◆ MATERIAL PROVIDED
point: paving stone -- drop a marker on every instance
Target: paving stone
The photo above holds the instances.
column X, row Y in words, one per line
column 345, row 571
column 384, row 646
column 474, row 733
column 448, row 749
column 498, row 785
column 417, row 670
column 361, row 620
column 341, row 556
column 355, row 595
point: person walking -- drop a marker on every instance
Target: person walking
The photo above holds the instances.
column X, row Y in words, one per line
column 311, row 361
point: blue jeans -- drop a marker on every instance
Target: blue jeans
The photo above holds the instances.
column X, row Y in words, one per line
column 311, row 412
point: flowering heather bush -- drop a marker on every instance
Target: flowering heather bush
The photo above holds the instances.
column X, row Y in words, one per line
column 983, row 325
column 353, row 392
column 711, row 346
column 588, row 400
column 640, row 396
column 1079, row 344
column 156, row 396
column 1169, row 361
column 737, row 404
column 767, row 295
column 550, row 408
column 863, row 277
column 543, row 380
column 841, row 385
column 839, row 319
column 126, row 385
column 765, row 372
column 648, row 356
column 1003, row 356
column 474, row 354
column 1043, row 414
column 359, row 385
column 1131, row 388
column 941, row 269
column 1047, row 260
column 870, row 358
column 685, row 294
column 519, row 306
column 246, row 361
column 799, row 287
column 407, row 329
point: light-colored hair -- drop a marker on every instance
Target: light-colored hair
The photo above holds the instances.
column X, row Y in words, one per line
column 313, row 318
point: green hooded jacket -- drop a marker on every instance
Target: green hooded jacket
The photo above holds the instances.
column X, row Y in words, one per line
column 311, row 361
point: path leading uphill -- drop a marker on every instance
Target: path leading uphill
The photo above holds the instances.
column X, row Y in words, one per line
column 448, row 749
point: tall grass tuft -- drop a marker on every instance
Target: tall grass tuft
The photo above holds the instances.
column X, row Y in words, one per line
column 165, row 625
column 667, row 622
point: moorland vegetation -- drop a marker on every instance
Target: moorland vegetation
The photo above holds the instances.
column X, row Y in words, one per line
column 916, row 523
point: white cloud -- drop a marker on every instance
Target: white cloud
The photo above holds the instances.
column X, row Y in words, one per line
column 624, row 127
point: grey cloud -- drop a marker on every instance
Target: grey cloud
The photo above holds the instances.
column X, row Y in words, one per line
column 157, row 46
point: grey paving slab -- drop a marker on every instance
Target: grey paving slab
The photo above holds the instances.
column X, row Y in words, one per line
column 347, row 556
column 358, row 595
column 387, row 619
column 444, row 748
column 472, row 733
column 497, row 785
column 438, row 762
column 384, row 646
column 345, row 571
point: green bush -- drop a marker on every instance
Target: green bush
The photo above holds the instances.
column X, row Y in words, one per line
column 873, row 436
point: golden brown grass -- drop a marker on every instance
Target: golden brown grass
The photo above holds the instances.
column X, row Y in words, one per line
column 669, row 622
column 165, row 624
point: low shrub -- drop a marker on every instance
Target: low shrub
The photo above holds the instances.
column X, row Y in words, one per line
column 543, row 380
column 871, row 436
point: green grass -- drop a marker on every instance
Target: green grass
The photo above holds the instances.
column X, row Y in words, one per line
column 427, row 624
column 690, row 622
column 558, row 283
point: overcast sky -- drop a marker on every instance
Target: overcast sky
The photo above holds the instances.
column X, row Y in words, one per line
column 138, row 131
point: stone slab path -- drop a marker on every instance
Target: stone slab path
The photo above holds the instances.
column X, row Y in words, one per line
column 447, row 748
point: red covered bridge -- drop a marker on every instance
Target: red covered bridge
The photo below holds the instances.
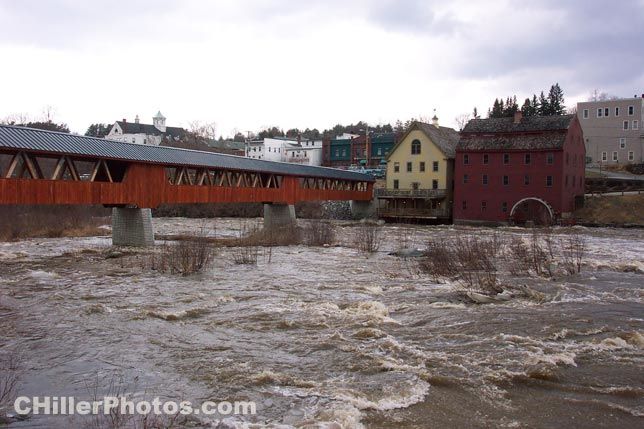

◆ ASSIGNMENT
Read the entries and pick out all lines that include the word "bush".

◆ EXERCISE RESULT
point: flowering heather bush -- drop a marker on every instance
Target: flowering heather bush
point: green bush -- drop a marker on every instance
Target: green bush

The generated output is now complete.